▸ **TO BE DONE**
Rewrite only the entries below that start at the line containing "An instance is defined as any distinct occurrence of shirt" and end at the line containing "[780,444,885,569]", both lines included, as a numbered list with blank lines omitted.
─── INPUT MATERIAL ───
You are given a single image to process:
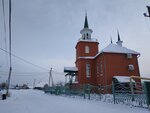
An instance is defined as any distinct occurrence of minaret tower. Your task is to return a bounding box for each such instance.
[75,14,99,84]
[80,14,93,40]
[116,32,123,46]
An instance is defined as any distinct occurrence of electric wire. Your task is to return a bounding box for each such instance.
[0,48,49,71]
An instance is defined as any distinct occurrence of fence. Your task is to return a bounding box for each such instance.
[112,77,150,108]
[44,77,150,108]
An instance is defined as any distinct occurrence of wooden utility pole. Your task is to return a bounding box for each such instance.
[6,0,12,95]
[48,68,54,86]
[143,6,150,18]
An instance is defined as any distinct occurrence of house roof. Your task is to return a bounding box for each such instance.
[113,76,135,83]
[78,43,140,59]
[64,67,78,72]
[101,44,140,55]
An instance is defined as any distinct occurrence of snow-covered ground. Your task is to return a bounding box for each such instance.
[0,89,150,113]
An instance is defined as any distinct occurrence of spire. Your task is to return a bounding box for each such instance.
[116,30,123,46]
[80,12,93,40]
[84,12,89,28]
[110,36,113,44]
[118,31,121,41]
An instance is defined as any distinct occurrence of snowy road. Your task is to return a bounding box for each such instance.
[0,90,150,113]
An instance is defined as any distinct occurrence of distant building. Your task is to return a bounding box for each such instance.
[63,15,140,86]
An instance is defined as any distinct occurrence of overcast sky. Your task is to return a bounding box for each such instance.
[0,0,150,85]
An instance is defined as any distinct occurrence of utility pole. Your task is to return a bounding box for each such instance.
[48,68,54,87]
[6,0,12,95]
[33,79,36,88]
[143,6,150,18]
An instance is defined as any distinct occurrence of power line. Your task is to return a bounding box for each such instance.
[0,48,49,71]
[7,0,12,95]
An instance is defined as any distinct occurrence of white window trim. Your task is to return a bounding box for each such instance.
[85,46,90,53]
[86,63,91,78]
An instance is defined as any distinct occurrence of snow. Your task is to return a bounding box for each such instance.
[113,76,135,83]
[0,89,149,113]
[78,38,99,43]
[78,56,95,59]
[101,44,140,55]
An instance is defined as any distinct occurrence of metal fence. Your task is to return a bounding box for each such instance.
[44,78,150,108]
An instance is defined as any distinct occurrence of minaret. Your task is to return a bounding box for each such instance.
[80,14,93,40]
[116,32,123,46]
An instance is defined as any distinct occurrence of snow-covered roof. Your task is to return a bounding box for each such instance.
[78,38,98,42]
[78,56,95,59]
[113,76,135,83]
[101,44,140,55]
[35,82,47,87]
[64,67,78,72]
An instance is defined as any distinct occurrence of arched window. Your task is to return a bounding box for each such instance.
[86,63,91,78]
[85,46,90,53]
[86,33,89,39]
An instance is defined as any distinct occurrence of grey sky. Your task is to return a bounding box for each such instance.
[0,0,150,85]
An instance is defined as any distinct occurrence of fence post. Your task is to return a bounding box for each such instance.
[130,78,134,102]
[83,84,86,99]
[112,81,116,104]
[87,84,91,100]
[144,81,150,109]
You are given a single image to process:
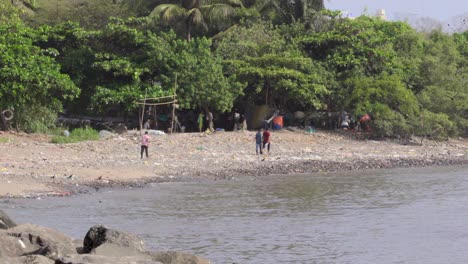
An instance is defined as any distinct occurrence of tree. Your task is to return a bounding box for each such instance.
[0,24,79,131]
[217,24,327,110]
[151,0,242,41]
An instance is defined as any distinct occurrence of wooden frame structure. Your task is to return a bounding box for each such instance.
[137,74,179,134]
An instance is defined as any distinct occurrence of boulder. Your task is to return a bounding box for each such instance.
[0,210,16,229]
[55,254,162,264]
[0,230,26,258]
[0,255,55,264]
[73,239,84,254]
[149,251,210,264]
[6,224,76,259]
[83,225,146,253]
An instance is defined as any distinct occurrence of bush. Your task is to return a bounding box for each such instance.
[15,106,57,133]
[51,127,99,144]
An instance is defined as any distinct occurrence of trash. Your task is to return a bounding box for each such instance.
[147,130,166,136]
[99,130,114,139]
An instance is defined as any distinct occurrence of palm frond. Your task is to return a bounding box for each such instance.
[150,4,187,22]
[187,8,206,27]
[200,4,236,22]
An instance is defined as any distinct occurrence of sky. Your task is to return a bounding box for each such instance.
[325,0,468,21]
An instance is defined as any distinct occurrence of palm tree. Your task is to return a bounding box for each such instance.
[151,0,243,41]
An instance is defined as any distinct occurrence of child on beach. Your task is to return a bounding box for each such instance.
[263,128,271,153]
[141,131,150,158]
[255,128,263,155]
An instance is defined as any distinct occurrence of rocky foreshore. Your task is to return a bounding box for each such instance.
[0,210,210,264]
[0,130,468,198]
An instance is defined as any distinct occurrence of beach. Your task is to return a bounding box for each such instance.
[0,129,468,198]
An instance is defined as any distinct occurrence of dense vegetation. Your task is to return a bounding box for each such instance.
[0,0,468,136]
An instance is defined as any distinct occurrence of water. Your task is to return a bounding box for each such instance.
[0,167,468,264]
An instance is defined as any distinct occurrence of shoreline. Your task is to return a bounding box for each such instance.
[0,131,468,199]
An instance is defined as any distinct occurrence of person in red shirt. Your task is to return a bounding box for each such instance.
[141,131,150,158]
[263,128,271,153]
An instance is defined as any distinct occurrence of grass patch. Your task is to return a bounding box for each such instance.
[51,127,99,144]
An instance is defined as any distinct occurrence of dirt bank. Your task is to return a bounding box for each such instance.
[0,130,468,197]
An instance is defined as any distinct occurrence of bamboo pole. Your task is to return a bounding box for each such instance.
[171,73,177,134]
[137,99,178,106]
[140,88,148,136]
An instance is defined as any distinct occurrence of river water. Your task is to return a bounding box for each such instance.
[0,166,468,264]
───
─── INPUT MATERIAL ───
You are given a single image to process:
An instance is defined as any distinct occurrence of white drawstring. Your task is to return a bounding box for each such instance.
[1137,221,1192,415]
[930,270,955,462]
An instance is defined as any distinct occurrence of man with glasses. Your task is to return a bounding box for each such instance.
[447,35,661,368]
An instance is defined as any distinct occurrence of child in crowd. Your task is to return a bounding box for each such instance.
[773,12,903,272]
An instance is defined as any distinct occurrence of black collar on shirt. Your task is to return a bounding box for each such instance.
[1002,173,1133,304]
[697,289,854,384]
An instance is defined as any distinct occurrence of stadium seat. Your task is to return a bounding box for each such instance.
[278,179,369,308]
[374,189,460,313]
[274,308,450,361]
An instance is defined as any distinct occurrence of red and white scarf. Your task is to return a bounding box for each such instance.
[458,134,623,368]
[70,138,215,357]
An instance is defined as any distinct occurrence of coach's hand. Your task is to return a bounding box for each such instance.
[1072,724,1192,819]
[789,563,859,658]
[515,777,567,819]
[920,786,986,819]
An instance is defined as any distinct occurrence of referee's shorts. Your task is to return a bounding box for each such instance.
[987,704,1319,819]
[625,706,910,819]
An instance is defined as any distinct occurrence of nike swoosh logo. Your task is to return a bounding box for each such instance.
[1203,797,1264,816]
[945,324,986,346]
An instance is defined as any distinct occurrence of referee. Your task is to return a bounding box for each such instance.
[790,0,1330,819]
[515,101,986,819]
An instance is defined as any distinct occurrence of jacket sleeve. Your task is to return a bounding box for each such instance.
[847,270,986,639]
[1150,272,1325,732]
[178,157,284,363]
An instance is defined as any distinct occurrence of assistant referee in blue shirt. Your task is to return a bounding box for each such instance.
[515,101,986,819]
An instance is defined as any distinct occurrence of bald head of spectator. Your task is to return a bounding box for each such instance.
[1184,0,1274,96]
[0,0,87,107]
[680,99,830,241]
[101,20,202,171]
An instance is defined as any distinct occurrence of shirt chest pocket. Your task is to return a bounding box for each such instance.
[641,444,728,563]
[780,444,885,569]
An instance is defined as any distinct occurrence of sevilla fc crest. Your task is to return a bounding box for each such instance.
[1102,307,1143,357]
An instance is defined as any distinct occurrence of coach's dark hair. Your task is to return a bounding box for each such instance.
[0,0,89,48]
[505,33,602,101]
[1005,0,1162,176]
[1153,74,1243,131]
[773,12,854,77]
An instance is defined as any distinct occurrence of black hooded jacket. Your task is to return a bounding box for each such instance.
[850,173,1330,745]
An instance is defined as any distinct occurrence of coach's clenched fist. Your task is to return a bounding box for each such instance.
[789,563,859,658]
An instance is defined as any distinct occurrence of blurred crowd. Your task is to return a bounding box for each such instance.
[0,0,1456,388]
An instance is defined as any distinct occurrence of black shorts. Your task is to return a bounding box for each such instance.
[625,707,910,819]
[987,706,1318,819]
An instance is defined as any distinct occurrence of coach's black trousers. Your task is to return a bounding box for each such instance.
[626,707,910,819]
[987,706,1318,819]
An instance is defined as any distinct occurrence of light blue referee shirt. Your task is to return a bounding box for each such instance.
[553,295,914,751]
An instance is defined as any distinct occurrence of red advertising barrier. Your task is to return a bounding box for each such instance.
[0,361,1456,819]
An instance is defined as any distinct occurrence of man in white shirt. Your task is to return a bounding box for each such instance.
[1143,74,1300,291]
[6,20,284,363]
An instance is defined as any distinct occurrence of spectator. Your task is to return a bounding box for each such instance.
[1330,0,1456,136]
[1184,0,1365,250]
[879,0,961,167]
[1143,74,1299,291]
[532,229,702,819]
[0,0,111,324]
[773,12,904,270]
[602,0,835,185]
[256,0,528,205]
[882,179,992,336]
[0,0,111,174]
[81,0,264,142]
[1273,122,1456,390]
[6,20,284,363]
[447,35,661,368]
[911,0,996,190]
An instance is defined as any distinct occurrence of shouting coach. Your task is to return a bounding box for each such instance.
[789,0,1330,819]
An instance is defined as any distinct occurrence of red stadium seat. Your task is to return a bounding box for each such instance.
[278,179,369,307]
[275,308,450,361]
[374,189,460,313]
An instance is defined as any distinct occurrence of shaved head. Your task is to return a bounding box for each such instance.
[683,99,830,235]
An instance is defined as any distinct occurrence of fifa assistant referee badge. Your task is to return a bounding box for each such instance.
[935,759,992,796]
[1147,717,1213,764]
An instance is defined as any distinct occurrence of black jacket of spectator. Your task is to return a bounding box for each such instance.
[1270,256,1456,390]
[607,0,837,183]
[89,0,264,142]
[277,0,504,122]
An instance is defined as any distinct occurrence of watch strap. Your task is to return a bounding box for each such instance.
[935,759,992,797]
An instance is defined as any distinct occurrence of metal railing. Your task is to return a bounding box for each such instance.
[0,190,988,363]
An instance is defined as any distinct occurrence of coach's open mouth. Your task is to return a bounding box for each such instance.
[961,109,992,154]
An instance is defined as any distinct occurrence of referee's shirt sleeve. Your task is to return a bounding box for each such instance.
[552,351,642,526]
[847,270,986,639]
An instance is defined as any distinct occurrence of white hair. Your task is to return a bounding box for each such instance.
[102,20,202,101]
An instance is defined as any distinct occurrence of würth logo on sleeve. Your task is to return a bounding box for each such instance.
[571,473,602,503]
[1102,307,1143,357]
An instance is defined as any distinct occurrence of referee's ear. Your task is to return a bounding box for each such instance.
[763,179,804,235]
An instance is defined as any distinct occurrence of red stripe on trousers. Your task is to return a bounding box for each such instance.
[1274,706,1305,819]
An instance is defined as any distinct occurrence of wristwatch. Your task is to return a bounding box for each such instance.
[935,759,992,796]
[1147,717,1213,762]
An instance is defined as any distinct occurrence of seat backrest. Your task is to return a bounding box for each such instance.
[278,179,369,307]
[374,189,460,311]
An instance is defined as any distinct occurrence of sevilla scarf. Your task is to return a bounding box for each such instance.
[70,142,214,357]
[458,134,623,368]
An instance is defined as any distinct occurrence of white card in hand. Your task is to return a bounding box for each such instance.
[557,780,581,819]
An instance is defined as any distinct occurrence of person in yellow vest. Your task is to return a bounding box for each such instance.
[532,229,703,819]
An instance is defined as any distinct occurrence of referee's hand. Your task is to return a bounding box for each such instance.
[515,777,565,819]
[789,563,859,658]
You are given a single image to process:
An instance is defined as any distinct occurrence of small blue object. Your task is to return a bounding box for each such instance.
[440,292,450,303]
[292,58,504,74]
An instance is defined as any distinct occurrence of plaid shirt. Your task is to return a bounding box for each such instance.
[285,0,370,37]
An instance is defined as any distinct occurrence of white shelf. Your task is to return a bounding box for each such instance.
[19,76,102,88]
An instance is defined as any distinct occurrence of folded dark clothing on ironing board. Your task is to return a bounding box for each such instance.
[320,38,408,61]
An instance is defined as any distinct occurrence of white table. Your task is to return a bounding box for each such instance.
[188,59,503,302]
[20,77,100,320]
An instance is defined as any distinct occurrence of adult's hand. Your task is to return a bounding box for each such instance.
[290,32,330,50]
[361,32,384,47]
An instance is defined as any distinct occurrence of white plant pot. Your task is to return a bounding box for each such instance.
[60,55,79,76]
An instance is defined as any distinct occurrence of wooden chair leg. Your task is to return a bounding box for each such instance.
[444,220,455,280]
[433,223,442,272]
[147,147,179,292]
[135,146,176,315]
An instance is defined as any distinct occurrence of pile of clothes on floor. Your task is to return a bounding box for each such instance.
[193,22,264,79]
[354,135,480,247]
───
▸ **SOLUTION FOR THIS EXERCISE**
1. An instance is defined as any distinct occurrence of shirt chest pocket. Your task is to return a bounding box for each such instance.
2. [641,444,728,563]
3. [780,444,885,569]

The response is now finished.